Leave out the images and return all the data word for word.

[Data for processing]

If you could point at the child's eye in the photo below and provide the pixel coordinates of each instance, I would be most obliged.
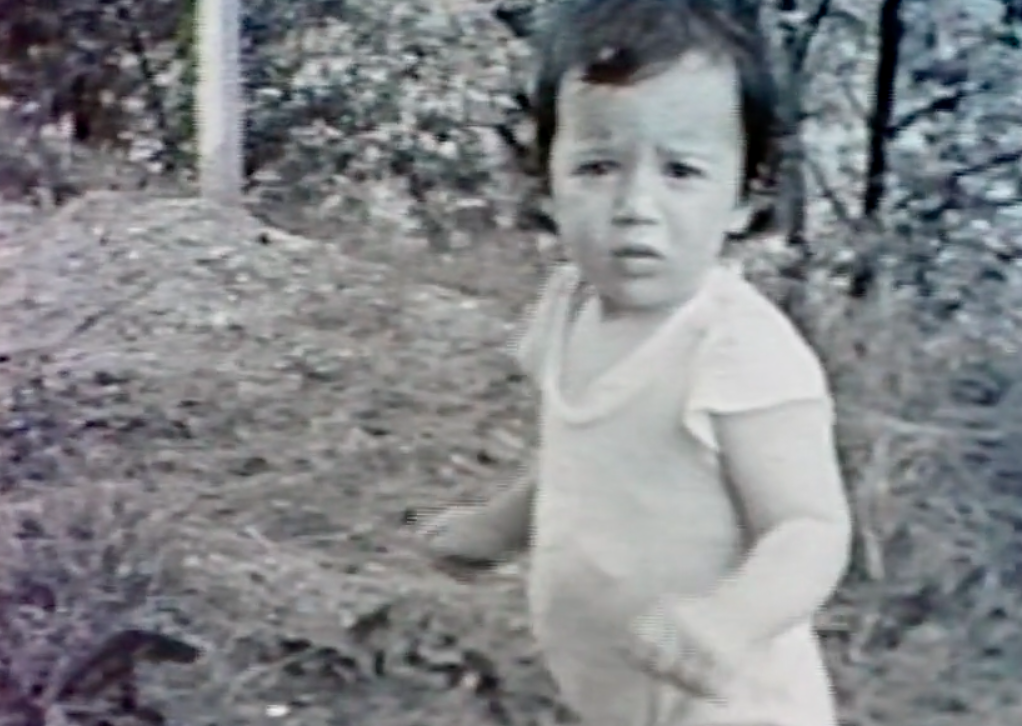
(679, 170)
(595, 169)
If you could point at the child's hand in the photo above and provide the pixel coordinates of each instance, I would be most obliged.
(687, 644)
(458, 544)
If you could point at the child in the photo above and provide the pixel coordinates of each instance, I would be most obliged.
(687, 517)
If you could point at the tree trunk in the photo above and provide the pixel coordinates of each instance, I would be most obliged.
(891, 30)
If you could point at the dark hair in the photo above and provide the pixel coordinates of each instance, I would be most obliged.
(616, 42)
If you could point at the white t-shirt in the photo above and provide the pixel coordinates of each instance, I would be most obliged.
(633, 505)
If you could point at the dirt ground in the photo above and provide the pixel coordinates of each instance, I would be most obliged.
(297, 406)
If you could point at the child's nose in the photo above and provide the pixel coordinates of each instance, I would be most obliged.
(635, 199)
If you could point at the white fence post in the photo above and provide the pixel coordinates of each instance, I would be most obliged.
(219, 101)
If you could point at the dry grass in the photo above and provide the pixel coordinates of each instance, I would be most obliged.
(271, 538)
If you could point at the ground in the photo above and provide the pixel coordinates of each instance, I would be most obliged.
(284, 408)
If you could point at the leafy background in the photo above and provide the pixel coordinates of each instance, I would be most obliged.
(247, 415)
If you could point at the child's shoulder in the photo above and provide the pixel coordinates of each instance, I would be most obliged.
(742, 314)
(753, 355)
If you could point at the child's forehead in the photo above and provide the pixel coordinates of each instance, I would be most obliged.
(692, 95)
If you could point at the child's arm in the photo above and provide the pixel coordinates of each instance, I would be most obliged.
(784, 467)
(782, 463)
(486, 534)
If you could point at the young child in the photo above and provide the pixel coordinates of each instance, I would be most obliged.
(687, 516)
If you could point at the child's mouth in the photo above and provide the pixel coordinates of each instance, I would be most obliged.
(636, 252)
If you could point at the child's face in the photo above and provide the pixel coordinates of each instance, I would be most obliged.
(647, 179)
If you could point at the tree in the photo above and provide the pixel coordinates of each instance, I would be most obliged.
(219, 101)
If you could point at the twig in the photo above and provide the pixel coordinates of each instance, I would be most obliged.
(80, 328)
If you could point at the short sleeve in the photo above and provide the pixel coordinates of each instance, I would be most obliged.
(529, 343)
(752, 358)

[/Data for processing]

Written solution →
If you could point at the child's eye in the photo below and provide the pixel coordinates of each instance, I would be most obliged.
(679, 170)
(595, 169)
If you could point at the child's hand in the photo above and provide the pixel coordinates of each instance, I would be most obliged.
(687, 644)
(458, 544)
If you could point at the child in the photo above and provide the pixel coordinates of each instance, I would be most obliged.
(687, 517)
If you could point at the tree trunk in the photo above and provide the pixel coordinates of each instance, I would be most obliged.
(891, 30)
If you could point at the dark hair in the photo above and provide the pixel coordinates of each instance, I would be most obliged.
(616, 42)
If you could point at the white t-shirt in the photo above and provide the pixel coordinates of each instance, I would be most obliged.
(633, 505)
If you could point at the dirt ground in the photo above and provide the pixel coordinates of each instance, I would be most obliged.
(297, 406)
If you could point at the child's nose in the photo above and provide the pixel coordinates of each instance, I would be most obliged.
(635, 199)
If you could point at the white fence post in the photo above and provide the pixel coordinates of each instance, I would be most obliged.
(219, 101)
If you could point at the dry grass in the photo above and provide the pixel coordinates of each instance, I would be most obliged.
(271, 538)
If you could point at the ground in the photo above and provide the pixel coordinates of each instance, I would be most obliged.
(284, 408)
If you could point at the leafy background in the photo above and provide the pixel coordinates of each instance, I would be most obliged.
(247, 415)
If you could point at the child's shoulder in the photo above and provide the pixel coordinates of each instance, I would be most obliged.
(742, 314)
(753, 355)
If you could point at the child's forehead in the photo above and provide the pixel coordinates of each instance, I would be most obliged.
(692, 95)
If you could point at the child's arm in the photo above and provide the pixel coordinates of each instance, I would be most obliged.
(784, 467)
(782, 463)
(486, 534)
If you could point at the young child in the photo above and provide the pixel coordinates of each instance, I would be most obliged.
(687, 516)
If you could point at the child's mouth in the photo above and provide the pixel coordinates of each instance, I would be most obliged.
(636, 252)
If you could point at the child's face in the photo above and provide the pixel coordinates of each instance, I would be most obliged.
(647, 179)
If you could point at the tree in the photo above and provide the pixel coordinates of each instance, I would be most obliged.
(219, 101)
If you could point at the twig in the photo above and provide the pixel coordinates of each instance, I would be most obliged.
(80, 328)
If you could point at the short sleeve in the photo above and provide the pixel coordinates of each instance, I would be most obliged.
(529, 343)
(752, 358)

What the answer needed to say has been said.